* Provided text:
= Beginning of Section =
Andrew Holleran’s Ode to Autumn

September_the_Light_changes

AUTUMN IN L.I. | BB Nichols’s recent essay about welcoming in autumn got me thinking about a short story I love by Andrew Holleran. It’s no secret that Holleran is one of my favorite authors — since I wrote about him here, and here, and here. This particular story is relevant now, because it chronicles the days after Labor Day on Fire Island.

Both the story and the collection are titled, “In September, the Light Changes” which was first published by Plume in 2000. Here, the nameless narrator (many of Holleran’s narrators are nameless) has chosen to stay behind in the Fire Island beach house where he and his friends have spent the summer. Holleran’s descriptions of the beaches, the water, the stillness of the island — I can only imagine, having never been there — are poetry.

Sometimes he uses alliterations when describing something– “a shell in whose hallows the wind whistled, when….”

Other times, the describes things in groups of threes — “the sky was …low, lurid, surreal” and “he waited, secretly, patiently, devotedly.”

Usually, he describes a feeling or mood by simply cataloging the objects around him — no metaphors, no similes — just a stark, but acute observation — like when he describes the narrator’s visit to a nearby couple’s home:

“There was in the house, too, the same almost unbearable domestic charm: the kerosene lanterns, the pot on the stove, the faded jeans and old sweaters, one dull red, the other dull green.”
= End of Section =
Source data:
= Beginning of Section =
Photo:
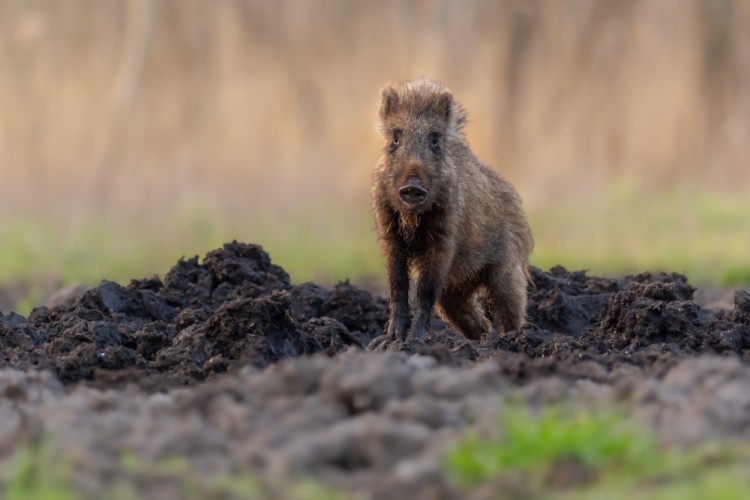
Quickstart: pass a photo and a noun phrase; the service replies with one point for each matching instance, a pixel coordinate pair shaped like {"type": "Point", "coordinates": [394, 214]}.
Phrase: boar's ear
{"type": "Point", "coordinates": [451, 111]}
{"type": "Point", "coordinates": [388, 101]}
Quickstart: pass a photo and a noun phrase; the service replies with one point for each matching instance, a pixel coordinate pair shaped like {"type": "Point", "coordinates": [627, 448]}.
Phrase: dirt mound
{"type": "Point", "coordinates": [236, 308]}
{"type": "Point", "coordinates": [234, 370]}
{"type": "Point", "coordinates": [204, 318]}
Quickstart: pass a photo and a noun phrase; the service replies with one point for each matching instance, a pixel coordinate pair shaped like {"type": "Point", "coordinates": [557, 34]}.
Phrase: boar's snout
{"type": "Point", "coordinates": [413, 193]}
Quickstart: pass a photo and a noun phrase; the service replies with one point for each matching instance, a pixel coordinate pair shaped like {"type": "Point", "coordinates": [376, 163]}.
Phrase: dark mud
{"type": "Point", "coordinates": [224, 362]}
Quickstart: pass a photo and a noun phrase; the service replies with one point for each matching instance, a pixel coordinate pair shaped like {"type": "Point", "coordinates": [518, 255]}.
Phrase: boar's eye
{"type": "Point", "coordinates": [396, 140]}
{"type": "Point", "coordinates": [434, 141]}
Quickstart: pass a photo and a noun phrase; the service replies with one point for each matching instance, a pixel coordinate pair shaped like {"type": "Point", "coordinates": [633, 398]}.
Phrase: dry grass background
{"type": "Point", "coordinates": [181, 122]}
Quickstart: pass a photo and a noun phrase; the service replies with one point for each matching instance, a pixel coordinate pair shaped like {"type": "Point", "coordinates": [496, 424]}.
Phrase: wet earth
{"type": "Point", "coordinates": [229, 367]}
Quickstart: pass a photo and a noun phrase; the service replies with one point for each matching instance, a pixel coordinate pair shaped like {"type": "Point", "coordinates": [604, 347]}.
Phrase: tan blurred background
{"type": "Point", "coordinates": [145, 130]}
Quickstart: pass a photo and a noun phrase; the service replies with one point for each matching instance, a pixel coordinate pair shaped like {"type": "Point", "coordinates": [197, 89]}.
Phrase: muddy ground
{"type": "Point", "coordinates": [227, 365]}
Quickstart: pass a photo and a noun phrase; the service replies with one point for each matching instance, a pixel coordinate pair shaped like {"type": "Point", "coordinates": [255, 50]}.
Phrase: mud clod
{"type": "Point", "coordinates": [228, 364]}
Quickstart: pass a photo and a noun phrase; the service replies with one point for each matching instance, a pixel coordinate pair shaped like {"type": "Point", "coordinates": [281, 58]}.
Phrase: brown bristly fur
{"type": "Point", "coordinates": [469, 233]}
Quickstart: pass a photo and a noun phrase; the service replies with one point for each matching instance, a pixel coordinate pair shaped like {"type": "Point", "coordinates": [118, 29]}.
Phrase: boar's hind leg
{"type": "Point", "coordinates": [460, 308]}
{"type": "Point", "coordinates": [507, 287]}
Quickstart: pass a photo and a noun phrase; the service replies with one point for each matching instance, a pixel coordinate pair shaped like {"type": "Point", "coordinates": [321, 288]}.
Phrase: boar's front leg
{"type": "Point", "coordinates": [433, 271]}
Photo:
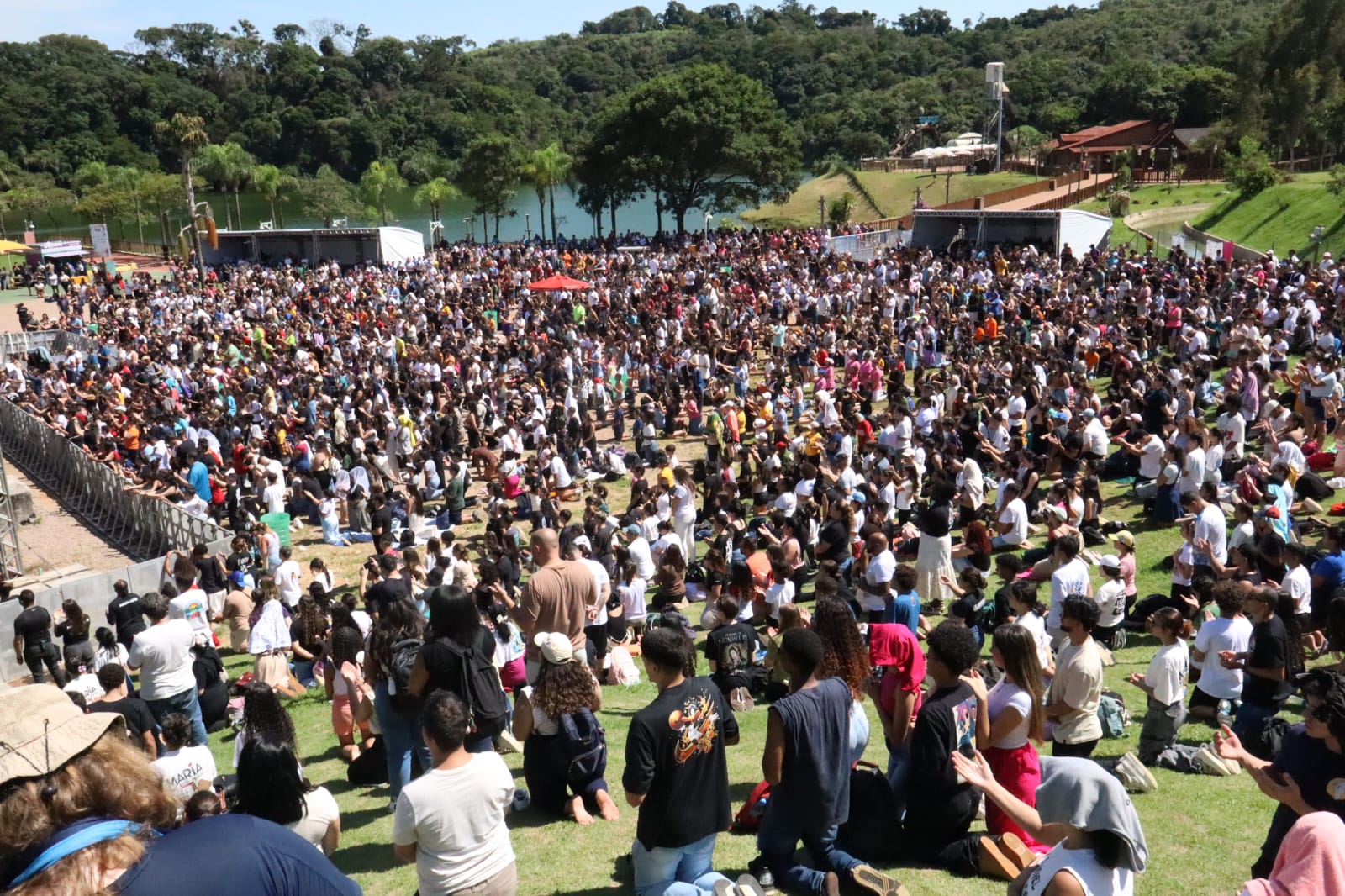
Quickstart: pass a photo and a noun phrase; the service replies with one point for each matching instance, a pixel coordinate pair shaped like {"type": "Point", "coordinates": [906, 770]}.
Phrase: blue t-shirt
{"type": "Point", "coordinates": [905, 609]}
{"type": "Point", "coordinates": [261, 858]}
{"type": "Point", "coordinates": [199, 479]}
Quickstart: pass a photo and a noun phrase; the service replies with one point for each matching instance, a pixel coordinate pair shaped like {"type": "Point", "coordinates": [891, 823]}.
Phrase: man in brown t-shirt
{"type": "Point", "coordinates": [239, 606]}
{"type": "Point", "coordinates": [560, 598]}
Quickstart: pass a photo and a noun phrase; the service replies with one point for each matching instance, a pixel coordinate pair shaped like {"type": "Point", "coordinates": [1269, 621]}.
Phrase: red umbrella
{"type": "Point", "coordinates": [558, 282]}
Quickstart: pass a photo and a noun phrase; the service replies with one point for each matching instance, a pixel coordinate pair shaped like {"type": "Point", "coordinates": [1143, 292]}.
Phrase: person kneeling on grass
{"type": "Point", "coordinates": [556, 721]}
{"type": "Point", "coordinates": [1308, 771]}
{"type": "Point", "coordinates": [677, 774]}
{"type": "Point", "coordinates": [807, 764]}
{"type": "Point", "coordinates": [1100, 844]}
{"type": "Point", "coordinates": [451, 820]}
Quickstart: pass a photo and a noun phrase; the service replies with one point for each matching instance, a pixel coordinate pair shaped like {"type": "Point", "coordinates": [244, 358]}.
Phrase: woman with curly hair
{"type": "Point", "coordinates": [847, 658]}
{"type": "Point", "coordinates": [82, 814]}
{"type": "Point", "coordinates": [564, 688]}
{"type": "Point", "coordinates": [264, 719]}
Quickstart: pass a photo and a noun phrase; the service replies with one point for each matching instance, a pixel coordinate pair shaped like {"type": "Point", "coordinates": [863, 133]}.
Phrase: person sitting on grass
{"type": "Point", "coordinates": [451, 820]}
{"type": "Point", "coordinates": [564, 687]}
{"type": "Point", "coordinates": [1100, 844]}
{"type": "Point", "coordinates": [677, 747]}
{"type": "Point", "coordinates": [807, 766]}
{"type": "Point", "coordinates": [1306, 774]}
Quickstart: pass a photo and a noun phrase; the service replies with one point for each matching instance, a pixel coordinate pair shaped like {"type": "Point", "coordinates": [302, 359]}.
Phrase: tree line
{"type": "Point", "coordinates": [725, 104]}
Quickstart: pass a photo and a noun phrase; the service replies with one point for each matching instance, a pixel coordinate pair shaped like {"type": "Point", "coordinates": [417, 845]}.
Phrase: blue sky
{"type": "Point", "coordinates": [114, 22]}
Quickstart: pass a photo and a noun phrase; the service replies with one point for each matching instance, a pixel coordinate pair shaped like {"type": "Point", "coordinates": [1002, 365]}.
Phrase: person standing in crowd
{"type": "Point", "coordinates": [1076, 689]}
{"type": "Point", "coordinates": [558, 598]}
{"type": "Point", "coordinates": [451, 821]}
{"type": "Point", "coordinates": [807, 764]}
{"type": "Point", "coordinates": [163, 656]}
{"type": "Point", "coordinates": [124, 614]}
{"type": "Point", "coordinates": [33, 645]}
{"type": "Point", "coordinates": [677, 746]}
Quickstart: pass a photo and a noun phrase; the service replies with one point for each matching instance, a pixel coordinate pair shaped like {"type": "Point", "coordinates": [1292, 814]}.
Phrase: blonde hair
{"type": "Point", "coordinates": [112, 779]}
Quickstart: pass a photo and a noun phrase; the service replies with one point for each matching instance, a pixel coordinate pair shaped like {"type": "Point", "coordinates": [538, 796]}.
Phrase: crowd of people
{"type": "Point", "coordinates": [889, 492]}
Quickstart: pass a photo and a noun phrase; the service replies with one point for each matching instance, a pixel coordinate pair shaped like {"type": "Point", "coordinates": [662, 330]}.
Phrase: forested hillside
{"type": "Point", "coordinates": [847, 81]}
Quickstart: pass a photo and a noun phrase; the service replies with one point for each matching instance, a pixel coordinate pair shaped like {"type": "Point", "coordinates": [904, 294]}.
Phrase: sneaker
{"type": "Point", "coordinates": [992, 862]}
{"type": "Point", "coordinates": [750, 885]}
{"type": "Point", "coordinates": [1208, 762]}
{"type": "Point", "coordinates": [1134, 775]}
{"type": "Point", "coordinates": [1013, 846]}
{"type": "Point", "coordinates": [878, 883]}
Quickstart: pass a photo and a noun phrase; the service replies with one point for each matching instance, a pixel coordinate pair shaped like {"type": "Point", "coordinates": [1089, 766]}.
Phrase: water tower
{"type": "Point", "coordinates": [997, 91]}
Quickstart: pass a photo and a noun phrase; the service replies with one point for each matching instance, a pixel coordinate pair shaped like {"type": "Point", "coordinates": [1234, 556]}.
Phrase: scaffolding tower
{"type": "Point", "coordinates": [11, 559]}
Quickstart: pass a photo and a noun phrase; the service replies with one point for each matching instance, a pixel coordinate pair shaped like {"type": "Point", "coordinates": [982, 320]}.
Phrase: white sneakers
{"type": "Point", "coordinates": [1134, 775]}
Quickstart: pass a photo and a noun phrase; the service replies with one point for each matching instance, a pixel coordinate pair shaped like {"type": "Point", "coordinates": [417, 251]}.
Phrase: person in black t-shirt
{"type": "Point", "coordinates": [116, 698]}
{"type": "Point", "coordinates": [1266, 665]}
{"type": "Point", "coordinates": [677, 772]}
{"type": "Point", "coordinates": [939, 808]}
{"type": "Point", "coordinates": [33, 642]}
{"type": "Point", "coordinates": [124, 613]}
{"type": "Point", "coordinates": [732, 651]}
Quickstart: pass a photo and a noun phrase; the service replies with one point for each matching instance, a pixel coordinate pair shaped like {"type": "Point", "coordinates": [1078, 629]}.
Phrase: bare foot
{"type": "Point", "coordinates": [578, 811]}
{"type": "Point", "coordinates": [607, 808]}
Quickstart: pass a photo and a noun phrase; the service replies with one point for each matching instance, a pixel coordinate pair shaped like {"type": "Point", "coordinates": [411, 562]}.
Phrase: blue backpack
{"type": "Point", "coordinates": [585, 747]}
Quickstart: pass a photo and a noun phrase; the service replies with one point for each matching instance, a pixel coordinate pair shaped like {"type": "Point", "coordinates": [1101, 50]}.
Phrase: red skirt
{"type": "Point", "coordinates": [1019, 771]}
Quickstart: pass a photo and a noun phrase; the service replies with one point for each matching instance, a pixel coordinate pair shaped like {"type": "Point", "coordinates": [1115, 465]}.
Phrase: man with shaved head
{"type": "Point", "coordinates": [560, 598]}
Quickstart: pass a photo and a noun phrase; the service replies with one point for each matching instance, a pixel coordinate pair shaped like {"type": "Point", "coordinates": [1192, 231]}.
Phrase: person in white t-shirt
{"type": "Point", "coordinates": [183, 768]}
{"type": "Point", "coordinates": [874, 591]}
{"type": "Point", "coordinates": [1232, 631]}
{"type": "Point", "coordinates": [451, 821]}
{"type": "Point", "coordinates": [1163, 683]}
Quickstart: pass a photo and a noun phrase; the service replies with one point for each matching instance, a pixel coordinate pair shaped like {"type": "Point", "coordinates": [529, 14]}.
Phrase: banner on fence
{"type": "Point", "coordinates": [98, 239]}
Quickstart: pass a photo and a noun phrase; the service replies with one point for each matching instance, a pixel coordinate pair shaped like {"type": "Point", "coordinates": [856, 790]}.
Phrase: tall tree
{"type": "Point", "coordinates": [228, 165]}
{"type": "Point", "coordinates": [327, 195]}
{"type": "Point", "coordinates": [435, 194]}
{"type": "Point", "coordinates": [185, 134]}
{"type": "Point", "coordinates": [275, 187]}
{"type": "Point", "coordinates": [699, 134]}
{"type": "Point", "coordinates": [377, 186]}
{"type": "Point", "coordinates": [545, 170]}
{"type": "Point", "coordinates": [488, 172]}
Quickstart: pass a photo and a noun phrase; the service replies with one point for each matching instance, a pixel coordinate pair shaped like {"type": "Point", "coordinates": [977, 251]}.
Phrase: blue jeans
{"type": "Point", "coordinates": [401, 739]}
{"type": "Point", "coordinates": [778, 841]}
{"type": "Point", "coordinates": [666, 871]}
{"type": "Point", "coordinates": [186, 704]}
{"type": "Point", "coordinates": [1248, 717]}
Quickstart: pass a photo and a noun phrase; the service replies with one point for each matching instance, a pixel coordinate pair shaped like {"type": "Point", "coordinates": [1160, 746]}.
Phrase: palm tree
{"type": "Point", "coordinates": [229, 165]}
{"type": "Point", "coordinates": [275, 186]}
{"type": "Point", "coordinates": [378, 182]}
{"type": "Point", "coordinates": [548, 168]}
{"type": "Point", "coordinates": [435, 194]}
{"type": "Point", "coordinates": [185, 134]}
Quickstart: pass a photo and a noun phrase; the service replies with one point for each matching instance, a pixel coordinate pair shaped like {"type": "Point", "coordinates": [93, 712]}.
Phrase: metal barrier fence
{"type": "Point", "coordinates": [864, 246]}
{"type": "Point", "coordinates": [93, 593]}
{"type": "Point", "coordinates": [140, 525]}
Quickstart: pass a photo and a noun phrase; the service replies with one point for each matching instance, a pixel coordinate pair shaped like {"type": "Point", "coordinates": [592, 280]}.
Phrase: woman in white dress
{"type": "Point", "coordinates": [934, 561]}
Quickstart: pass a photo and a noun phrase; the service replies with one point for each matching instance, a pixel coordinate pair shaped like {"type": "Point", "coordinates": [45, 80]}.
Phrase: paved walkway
{"type": "Point", "coordinates": [1039, 198]}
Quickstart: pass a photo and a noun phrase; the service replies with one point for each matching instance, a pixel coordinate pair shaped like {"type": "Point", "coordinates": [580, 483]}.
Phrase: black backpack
{"type": "Point", "coordinates": [400, 674]}
{"type": "Point", "coordinates": [488, 710]}
{"type": "Point", "coordinates": [585, 746]}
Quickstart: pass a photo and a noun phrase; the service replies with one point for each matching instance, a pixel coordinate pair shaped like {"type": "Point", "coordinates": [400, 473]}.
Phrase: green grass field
{"type": "Point", "coordinates": [1281, 219]}
{"type": "Point", "coordinates": [1185, 821]}
{"type": "Point", "coordinates": [894, 194]}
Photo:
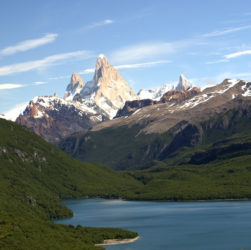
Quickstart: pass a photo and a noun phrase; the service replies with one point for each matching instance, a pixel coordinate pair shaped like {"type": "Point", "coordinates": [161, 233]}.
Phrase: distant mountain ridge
{"type": "Point", "coordinates": [159, 131]}
{"type": "Point", "coordinates": [157, 93]}
{"type": "Point", "coordinates": [83, 106]}
{"type": "Point", "coordinates": [107, 96]}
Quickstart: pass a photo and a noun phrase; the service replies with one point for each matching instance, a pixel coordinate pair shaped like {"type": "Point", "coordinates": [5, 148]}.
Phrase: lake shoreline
{"type": "Point", "coordinates": [117, 241]}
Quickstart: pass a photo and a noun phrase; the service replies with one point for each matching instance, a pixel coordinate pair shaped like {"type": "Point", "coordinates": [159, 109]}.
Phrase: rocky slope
{"type": "Point", "coordinates": [172, 97]}
{"type": "Point", "coordinates": [157, 93]}
{"type": "Point", "coordinates": [108, 90]}
{"type": "Point", "coordinates": [83, 106]}
{"type": "Point", "coordinates": [159, 131]}
{"type": "Point", "coordinates": [53, 118]}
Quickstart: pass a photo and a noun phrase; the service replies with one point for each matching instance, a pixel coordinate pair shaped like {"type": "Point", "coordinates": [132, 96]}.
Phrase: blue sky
{"type": "Point", "coordinates": [43, 42]}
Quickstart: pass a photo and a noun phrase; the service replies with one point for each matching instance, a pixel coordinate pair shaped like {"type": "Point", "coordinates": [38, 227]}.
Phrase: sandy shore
{"type": "Point", "coordinates": [117, 241]}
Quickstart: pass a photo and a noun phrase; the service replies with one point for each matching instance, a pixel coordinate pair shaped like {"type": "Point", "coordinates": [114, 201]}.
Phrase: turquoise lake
{"type": "Point", "coordinates": [169, 225]}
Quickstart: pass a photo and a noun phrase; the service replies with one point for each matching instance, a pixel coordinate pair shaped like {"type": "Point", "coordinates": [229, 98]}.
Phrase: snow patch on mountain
{"type": "Point", "coordinates": [13, 113]}
{"type": "Point", "coordinates": [157, 93]}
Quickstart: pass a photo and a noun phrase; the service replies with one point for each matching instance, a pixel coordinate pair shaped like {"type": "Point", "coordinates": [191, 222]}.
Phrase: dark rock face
{"type": "Point", "coordinates": [132, 106]}
{"type": "Point", "coordinates": [174, 96]}
{"type": "Point", "coordinates": [57, 120]}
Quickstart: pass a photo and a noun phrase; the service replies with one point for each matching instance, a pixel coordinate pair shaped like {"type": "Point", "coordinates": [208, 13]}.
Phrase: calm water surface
{"type": "Point", "coordinates": [170, 225]}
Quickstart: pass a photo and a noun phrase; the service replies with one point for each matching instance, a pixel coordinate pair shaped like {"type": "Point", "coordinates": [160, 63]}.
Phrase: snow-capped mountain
{"type": "Point", "coordinates": [157, 93]}
{"type": "Point", "coordinates": [54, 118]}
{"type": "Point", "coordinates": [155, 131]}
{"type": "Point", "coordinates": [108, 90]}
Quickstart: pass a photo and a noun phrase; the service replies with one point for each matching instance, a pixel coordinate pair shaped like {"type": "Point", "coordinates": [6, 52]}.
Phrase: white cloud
{"type": "Point", "coordinates": [87, 71]}
{"type": "Point", "coordinates": [140, 65]}
{"type": "Point", "coordinates": [43, 63]}
{"type": "Point", "coordinates": [128, 66]}
{"type": "Point", "coordinates": [226, 31]}
{"type": "Point", "coordinates": [39, 83]}
{"type": "Point", "coordinates": [218, 61]}
{"type": "Point", "coordinates": [237, 54]}
{"type": "Point", "coordinates": [96, 24]}
{"type": "Point", "coordinates": [59, 77]}
{"type": "Point", "coordinates": [28, 44]}
{"type": "Point", "coordinates": [142, 51]}
{"type": "Point", "coordinates": [10, 86]}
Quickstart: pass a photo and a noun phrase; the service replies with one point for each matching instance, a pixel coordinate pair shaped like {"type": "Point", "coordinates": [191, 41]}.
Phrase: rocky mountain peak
{"type": "Point", "coordinates": [184, 84]}
{"type": "Point", "coordinates": [105, 72]}
{"type": "Point", "coordinates": [108, 89]}
{"type": "Point", "coordinates": [75, 86]}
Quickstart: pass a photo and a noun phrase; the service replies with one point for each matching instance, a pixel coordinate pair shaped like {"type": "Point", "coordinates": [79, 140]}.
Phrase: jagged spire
{"type": "Point", "coordinates": [184, 84]}
{"type": "Point", "coordinates": [74, 87]}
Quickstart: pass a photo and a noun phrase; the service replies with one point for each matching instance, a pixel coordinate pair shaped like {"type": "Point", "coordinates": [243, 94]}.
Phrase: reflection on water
{"type": "Point", "coordinates": [170, 225]}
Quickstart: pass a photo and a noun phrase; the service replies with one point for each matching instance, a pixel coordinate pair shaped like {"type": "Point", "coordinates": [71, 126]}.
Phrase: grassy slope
{"type": "Point", "coordinates": [34, 177]}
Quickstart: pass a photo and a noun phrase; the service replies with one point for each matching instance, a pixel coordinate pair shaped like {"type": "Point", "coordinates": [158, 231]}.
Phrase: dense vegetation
{"type": "Point", "coordinates": [34, 177]}
{"type": "Point", "coordinates": [219, 167]}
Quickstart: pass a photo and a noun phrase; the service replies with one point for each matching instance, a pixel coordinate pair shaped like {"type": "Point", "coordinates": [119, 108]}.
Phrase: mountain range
{"type": "Point", "coordinates": [104, 121]}
{"type": "Point", "coordinates": [86, 104]}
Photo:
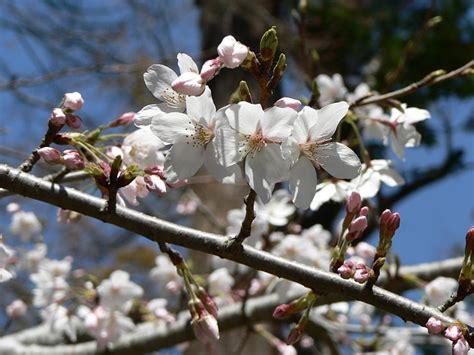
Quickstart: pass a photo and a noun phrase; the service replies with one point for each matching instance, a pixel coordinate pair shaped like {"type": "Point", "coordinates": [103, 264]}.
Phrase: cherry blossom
= End of Section =
* Work instructions:
A. In the essay on Andrew Holleran's autumn story, list the objects named in the quoted description of the couple's home.
B. In the essay on Andrew Holleran's autumn story, which publisher first put out "In September, the Light Changes"?
C. Continue the essay on Andrew Holleran's autumn story from where it stops.

* Activity answers:
A.
- the kerosene lanterns
- the pot on the stove
- the faded jeans
- old sweaters (one dull red, the other dull green)

B. Plume

C.
Still, beyond his ability to paint a portrait — to really draw you into the work — Holleran is obsessed with gay relationships. This is, perhaps, the reason why I read Holleran most: his observations about how men engage with each other, especially regarding intimate situations. Here’s an example:

He had a friend who went home with lovers the way a bee attaches itself to a flower; it was the love between them his friend fed on, and wanted, it was their intimacy he wanted to witness, when, after feeding on the stranger, they inevitably turned to each other, and, their fantasies spent, they renewed their commitment in view of this third party.

And that’s when you realize that Holleran doesn’t need to describe anything with a metaphor, because the whole story is a sort of metaphor. If the narrator is one of two lovers, then the post-Labor-Day, Fire Island silence is the third party, and having “fed” on that silence, the lover is ready to join his other half: the city, the people, the crowds.

“That’s why lovers go home with third parties,” he said. “To make them remember they want each other more than anyone else.”

“In September, the Light Changes” is a love poem to the end of summer and a reluctant ode to autumn and the decline it foreshadows.